Directions – Write out precisely the lines beginning with the line that contains "Exercise. Mark the garage" and ending with the last line of the entries, and no other lines.

Given data –
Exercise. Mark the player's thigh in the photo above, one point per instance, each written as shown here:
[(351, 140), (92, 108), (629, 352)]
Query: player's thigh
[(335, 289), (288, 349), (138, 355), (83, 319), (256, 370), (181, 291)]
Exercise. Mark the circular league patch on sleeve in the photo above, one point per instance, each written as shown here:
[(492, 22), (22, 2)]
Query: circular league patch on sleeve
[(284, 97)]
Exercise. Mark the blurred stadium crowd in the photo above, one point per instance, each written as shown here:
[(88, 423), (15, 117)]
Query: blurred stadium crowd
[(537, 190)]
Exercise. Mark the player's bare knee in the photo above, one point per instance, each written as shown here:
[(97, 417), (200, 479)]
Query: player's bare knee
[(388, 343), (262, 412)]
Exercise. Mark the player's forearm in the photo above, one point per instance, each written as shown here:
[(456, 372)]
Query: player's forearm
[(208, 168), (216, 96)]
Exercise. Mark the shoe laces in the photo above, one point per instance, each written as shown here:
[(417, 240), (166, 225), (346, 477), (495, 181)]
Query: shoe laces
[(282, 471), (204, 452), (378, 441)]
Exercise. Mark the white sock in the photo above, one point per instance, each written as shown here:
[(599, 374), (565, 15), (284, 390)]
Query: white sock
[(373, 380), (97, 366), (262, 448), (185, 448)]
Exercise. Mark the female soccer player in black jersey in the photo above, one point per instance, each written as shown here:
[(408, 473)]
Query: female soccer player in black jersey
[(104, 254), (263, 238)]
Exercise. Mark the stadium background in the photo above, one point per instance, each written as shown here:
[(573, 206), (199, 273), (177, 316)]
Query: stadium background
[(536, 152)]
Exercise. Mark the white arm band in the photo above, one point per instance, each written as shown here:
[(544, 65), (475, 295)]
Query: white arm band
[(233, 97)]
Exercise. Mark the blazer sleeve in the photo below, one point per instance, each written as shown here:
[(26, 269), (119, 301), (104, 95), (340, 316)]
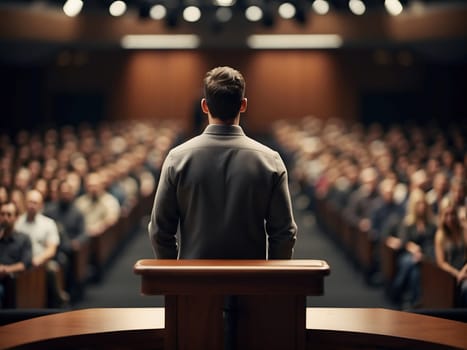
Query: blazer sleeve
[(280, 224), (164, 216)]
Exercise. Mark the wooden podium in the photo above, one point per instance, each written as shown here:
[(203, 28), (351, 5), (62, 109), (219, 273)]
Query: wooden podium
[(270, 295)]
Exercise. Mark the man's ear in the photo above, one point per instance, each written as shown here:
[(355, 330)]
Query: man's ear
[(243, 105), (204, 106)]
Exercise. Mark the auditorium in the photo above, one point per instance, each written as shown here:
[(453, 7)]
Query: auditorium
[(233, 174)]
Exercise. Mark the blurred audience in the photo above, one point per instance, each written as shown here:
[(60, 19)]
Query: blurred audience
[(451, 246), (45, 239), (109, 167), (100, 209), (415, 168), (15, 247)]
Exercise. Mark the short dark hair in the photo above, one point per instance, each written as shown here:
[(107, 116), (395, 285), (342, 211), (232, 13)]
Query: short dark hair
[(9, 202), (224, 90)]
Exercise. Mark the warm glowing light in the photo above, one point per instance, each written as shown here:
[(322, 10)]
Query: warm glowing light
[(254, 13), (72, 8), (357, 7), (117, 8), (223, 14), (180, 41), (158, 12), (394, 7), (191, 14), (321, 7), (291, 41), (287, 10), (224, 3)]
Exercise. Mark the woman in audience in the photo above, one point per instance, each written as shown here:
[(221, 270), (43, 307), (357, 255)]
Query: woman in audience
[(416, 234), (450, 247)]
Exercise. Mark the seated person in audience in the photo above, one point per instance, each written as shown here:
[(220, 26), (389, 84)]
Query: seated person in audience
[(438, 191), (45, 239), (70, 223), (100, 209), (416, 242), (15, 247), (386, 214), (450, 247), (457, 191), (23, 179), (362, 201), (3, 194)]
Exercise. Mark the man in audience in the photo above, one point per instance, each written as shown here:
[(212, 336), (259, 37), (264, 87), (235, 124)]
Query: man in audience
[(100, 209), (45, 239), (438, 191), (228, 193), (70, 223), (15, 247), (362, 201)]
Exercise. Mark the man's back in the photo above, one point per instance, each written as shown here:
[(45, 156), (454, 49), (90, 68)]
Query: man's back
[(228, 191)]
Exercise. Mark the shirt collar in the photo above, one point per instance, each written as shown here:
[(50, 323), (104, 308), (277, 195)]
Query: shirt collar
[(221, 129)]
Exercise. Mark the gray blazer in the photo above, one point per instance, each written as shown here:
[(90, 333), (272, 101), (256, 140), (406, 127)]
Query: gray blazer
[(230, 196)]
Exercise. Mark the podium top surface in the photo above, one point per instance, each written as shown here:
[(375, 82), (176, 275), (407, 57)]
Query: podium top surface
[(243, 277), (157, 266)]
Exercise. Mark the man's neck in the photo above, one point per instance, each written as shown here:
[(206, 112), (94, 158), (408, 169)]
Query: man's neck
[(5, 232), (217, 121)]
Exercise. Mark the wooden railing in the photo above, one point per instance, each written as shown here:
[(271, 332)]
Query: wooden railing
[(26, 289), (271, 314)]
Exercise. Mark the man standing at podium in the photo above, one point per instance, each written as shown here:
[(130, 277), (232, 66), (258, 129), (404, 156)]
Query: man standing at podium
[(228, 193)]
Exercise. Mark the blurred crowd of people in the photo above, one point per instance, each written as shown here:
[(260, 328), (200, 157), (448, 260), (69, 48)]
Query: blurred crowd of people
[(61, 186), (401, 185)]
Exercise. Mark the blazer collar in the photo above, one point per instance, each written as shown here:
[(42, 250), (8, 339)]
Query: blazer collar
[(218, 129)]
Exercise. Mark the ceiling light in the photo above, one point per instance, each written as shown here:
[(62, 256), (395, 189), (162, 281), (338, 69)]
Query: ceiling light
[(287, 10), (191, 14), (357, 7), (158, 12), (321, 7), (117, 8), (176, 41), (224, 3), (394, 7), (253, 13), (292, 41), (72, 8), (223, 14)]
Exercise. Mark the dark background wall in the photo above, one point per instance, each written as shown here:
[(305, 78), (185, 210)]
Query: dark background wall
[(59, 70), (79, 85)]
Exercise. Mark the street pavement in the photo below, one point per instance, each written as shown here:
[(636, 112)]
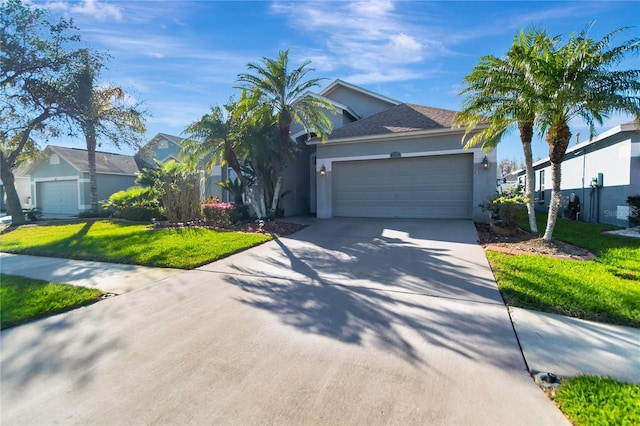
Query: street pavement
[(349, 321)]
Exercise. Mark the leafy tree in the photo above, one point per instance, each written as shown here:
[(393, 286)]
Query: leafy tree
[(580, 79), (102, 113), (36, 76), (503, 95), (177, 188), (272, 85)]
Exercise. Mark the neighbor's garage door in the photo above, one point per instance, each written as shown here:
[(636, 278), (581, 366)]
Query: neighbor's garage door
[(58, 197), (416, 187)]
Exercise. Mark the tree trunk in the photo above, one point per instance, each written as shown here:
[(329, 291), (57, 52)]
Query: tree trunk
[(14, 208), (91, 154), (554, 203), (558, 139), (526, 134), (232, 159), (276, 195)]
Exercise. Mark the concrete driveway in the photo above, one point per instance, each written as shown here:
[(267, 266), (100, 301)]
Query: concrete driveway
[(346, 322)]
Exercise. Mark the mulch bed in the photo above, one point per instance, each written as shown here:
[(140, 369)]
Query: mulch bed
[(524, 242), (273, 227)]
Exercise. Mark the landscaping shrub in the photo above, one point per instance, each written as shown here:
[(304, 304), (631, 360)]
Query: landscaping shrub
[(135, 203), (634, 210), (505, 209), (219, 215)]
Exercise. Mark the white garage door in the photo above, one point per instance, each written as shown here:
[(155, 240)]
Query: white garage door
[(58, 197), (416, 187)]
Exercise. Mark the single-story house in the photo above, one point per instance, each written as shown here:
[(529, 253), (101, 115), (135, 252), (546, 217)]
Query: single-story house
[(163, 147), (60, 179), (385, 158), (602, 172)]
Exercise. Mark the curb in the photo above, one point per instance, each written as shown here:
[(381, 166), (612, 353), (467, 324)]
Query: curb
[(514, 251)]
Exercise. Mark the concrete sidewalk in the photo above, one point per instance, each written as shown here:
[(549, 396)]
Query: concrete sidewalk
[(108, 277), (550, 343), (569, 346)]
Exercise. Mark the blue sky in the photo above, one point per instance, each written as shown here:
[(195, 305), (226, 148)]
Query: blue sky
[(180, 57)]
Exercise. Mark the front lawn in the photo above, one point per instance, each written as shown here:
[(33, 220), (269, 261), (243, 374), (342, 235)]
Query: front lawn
[(26, 299), (589, 400), (606, 289), (125, 242)]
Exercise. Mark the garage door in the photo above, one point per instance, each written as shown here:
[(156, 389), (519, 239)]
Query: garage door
[(416, 187), (58, 197)]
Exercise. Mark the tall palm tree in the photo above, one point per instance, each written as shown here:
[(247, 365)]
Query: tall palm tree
[(502, 95), (579, 80), (233, 137), (283, 91), (101, 112)]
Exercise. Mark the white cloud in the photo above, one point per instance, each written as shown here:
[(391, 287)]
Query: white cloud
[(93, 8), (367, 37)]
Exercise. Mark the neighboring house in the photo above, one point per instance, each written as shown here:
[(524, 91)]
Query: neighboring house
[(601, 172), (23, 187), (164, 147), (385, 158), (60, 179)]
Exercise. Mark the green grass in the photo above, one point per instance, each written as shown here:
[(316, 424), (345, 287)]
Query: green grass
[(616, 251), (26, 299), (606, 289), (587, 290), (124, 242), (589, 400)]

Solution to this problem –
Exercise. Mark the garage door in the photo above, one point per instance, each written as shown here:
[(156, 389), (519, 239)]
Query: garage door
[(416, 187), (58, 197)]
Exercise. Mark the tall palm tree in the photo above, one point per instance, each written as shown here:
[(247, 365)]
Query: tall palm tree
[(502, 95), (579, 80), (233, 137), (283, 91), (101, 112)]
Exercise. Mark the white cloud in the photo above, one point per instance, each written as shown here:
[(391, 287)]
Query: white cloud
[(93, 8), (367, 37)]
Exercise. Mark the neighboring house in the photo above, one point per instance, each written as shown here:
[(524, 91)]
Query: neighboring house
[(601, 172), (23, 187), (164, 147), (385, 158), (60, 179)]
Exercise. Mark the green grass in the photo above, one point per instance, each written as shown here:
[(316, 424), (345, 287)]
Query: green grass
[(616, 251), (26, 299), (606, 289), (587, 290), (124, 242), (589, 400)]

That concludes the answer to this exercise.